Monday, 28 October 2013

Inflation and Your Mortgage

.
I don't currently own my own home. I'm a renter, although I would like to be an owner of a small cottage or cabin on an acreage where I can express some "self-sustainability." Something I find confusing about the whole money-printing scheme our governments are involved with is, "why should I be mortgage/debt-free (which I am) during a hyper-inflationary period when I only have to pay back my mortgage in de-valued dollars?"

I have read before, about Wiemar Germany's inflation, that not everyone was destroyed by the devaluation of the currency. In fact, some people prospered from it - namely business owners and such, who owed large sums of money on assets and machinery but paid off their debts in devalued currency.

On the other hand, look at what happened with the high inflation (not hyperinflation) of the 1970's and early 1980's. Real-estate sky rocketed during the inflationary period of the late 70's, much as it has in the past decade, but when Paul Volcker raised interest rates into the 20%+ range to restore confidence in the dollar, people's mortgage payments sky-rocketed and home values plummeted, causing many to find themselves "under-water" to such a degree that they simply abandoned their homes altogether and declared bankruptcy.

I understand why this happened with the mortgage market. People don't actually buy the top-end valuation of a home, rather they buy a mortgage payment. It's the payment that represents the value of the home to a buyer. $1,500/month or $1,000/month, that's what really matters to the buyer. Well, if you can afford a $1,500 payment, it means that at today's interest rates, you can afford a mortgage of around $300,000. If interest rates were to rise to around 8%, a $1,500 payment would get you around a $190,000/mortgage. The payment on the house stays the same (affordable), while the "top price" fluctuates along with the interest rates - but always, it is the monthly payment that the home represents which really matters, not the top price.

Jim Sinclair, of Jim Sinclair's Mineset, had a reader recently write in with questions similar to my own:

Jim,

I have worked in the gold and silver industry since 1983.  I own a well-respected and successful precious metals firm.  I am very well versed in most areas related to my industry.  I have followed you for the last 11 years.  

I have an important question I would like you to address.  So far, I have never seen anyone discuss this topic.  It will affect many of your readers.

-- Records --
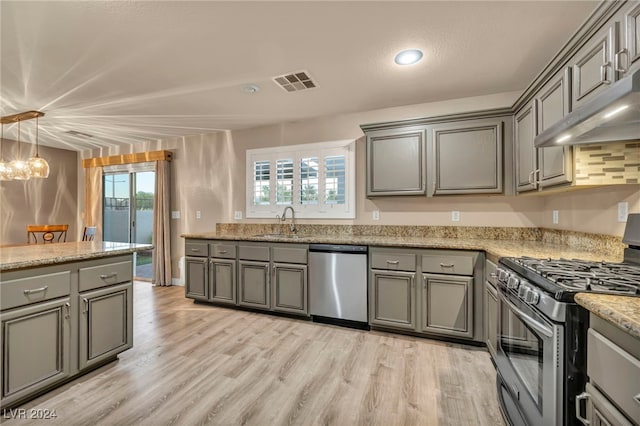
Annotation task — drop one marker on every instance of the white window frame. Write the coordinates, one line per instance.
(297, 152)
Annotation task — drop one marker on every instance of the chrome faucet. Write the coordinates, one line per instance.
(283, 218)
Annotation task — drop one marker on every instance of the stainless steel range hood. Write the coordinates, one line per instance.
(613, 115)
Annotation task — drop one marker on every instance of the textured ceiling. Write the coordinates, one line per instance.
(132, 71)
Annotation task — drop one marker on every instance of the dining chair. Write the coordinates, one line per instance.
(89, 233)
(37, 234)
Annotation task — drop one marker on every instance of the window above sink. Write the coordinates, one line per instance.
(317, 180)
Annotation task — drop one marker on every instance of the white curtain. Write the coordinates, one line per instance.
(161, 226)
(93, 200)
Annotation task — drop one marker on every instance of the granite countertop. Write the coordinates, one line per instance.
(493, 247)
(28, 256)
(621, 311)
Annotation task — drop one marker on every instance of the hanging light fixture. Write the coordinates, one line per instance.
(38, 167)
(6, 172)
(20, 169)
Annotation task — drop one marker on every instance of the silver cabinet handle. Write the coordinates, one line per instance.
(603, 73)
(616, 60)
(582, 397)
(107, 276)
(36, 290)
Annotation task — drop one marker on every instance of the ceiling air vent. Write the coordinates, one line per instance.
(296, 81)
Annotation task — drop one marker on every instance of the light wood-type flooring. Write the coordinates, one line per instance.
(198, 364)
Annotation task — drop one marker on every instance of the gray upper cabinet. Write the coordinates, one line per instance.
(396, 163)
(467, 156)
(555, 164)
(593, 65)
(627, 59)
(525, 150)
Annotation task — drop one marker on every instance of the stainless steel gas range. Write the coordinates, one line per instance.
(542, 332)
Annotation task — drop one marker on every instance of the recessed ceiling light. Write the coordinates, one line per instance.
(408, 57)
(251, 89)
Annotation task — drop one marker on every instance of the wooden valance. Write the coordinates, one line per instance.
(139, 157)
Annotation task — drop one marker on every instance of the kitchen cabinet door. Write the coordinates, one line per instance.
(222, 281)
(392, 299)
(36, 348)
(253, 284)
(106, 323)
(196, 278)
(467, 157)
(525, 150)
(593, 67)
(290, 288)
(555, 164)
(447, 305)
(396, 162)
(627, 59)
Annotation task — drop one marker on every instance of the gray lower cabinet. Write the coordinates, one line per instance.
(106, 323)
(254, 284)
(290, 288)
(36, 348)
(222, 281)
(467, 156)
(392, 300)
(196, 271)
(447, 305)
(396, 162)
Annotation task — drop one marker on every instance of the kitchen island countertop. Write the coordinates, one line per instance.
(494, 248)
(621, 311)
(29, 256)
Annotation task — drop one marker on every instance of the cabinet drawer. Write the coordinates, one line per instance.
(393, 261)
(448, 263)
(224, 251)
(192, 248)
(614, 371)
(25, 291)
(283, 254)
(104, 275)
(254, 253)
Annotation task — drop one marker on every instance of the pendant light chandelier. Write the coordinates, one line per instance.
(19, 169)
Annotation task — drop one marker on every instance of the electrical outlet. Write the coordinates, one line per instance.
(623, 211)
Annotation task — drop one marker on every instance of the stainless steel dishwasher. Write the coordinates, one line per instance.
(338, 283)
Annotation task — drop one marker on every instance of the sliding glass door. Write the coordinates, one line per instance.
(128, 211)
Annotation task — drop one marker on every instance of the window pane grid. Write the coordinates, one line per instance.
(334, 184)
(309, 181)
(261, 176)
(284, 181)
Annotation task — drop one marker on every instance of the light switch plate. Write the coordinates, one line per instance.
(623, 211)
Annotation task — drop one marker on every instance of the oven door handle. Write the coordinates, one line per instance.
(535, 324)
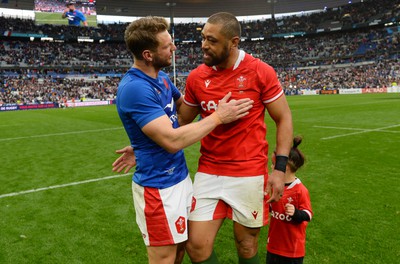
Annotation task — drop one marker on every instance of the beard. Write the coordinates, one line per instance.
(160, 63)
(214, 59)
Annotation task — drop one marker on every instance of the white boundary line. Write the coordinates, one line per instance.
(360, 131)
(62, 185)
(61, 134)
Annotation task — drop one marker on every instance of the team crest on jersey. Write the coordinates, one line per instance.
(241, 82)
(165, 83)
(180, 225)
(207, 83)
(157, 91)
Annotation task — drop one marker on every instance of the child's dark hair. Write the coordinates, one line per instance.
(296, 157)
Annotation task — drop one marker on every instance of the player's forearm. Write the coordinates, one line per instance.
(284, 135)
(187, 135)
(300, 216)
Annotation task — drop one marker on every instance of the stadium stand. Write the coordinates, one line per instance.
(352, 46)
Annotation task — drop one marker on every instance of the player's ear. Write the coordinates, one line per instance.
(147, 56)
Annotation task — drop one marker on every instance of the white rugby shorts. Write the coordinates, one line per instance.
(162, 214)
(241, 199)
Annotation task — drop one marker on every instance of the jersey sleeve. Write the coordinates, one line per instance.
(271, 87)
(305, 201)
(142, 106)
(189, 97)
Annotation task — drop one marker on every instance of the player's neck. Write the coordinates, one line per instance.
(147, 68)
(289, 176)
(230, 61)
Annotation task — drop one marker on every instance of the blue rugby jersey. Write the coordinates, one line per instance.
(141, 99)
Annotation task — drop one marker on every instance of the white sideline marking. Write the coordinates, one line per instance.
(360, 130)
(63, 185)
(60, 134)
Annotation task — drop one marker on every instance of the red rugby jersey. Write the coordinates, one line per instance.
(239, 148)
(285, 237)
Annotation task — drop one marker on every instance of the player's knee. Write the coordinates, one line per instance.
(247, 247)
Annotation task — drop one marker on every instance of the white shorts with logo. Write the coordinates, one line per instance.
(162, 214)
(242, 199)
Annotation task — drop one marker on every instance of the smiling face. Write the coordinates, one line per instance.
(216, 47)
(162, 57)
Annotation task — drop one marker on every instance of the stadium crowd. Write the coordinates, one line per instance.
(309, 54)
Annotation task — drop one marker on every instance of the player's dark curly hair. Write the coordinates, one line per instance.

-- WHAT IS ASKED --
[a] In the post on inflation and mortgages, begin at the words "Jim Sinclair, of" and stop after "last 11 years.". Write that passage out again, switching "precious metals" to "bullion".
[b] Pull out every row that contains the word "kitchen", matching case exactly.

-- OUTPUTS BY TASK --
[a]
Jim Sinclair, of Jim Sinclair's Mineset, had a reader recently write in with questions similar to my own:

Jim,

I have worked in the gold and silver industry since 1983.  I own a well-respected and successful bullion firm.  I am very well versed in most areas related to my industry.  I have followed you for the last 11 years.

[b]
Annotation task — drop one marker on every instance of the kitchen cabinet door. Write the coordinates, one line per instance.
Annotation task — drop one marker on every instance of the kitchen island countertop. Write the coordinates, one line per instance.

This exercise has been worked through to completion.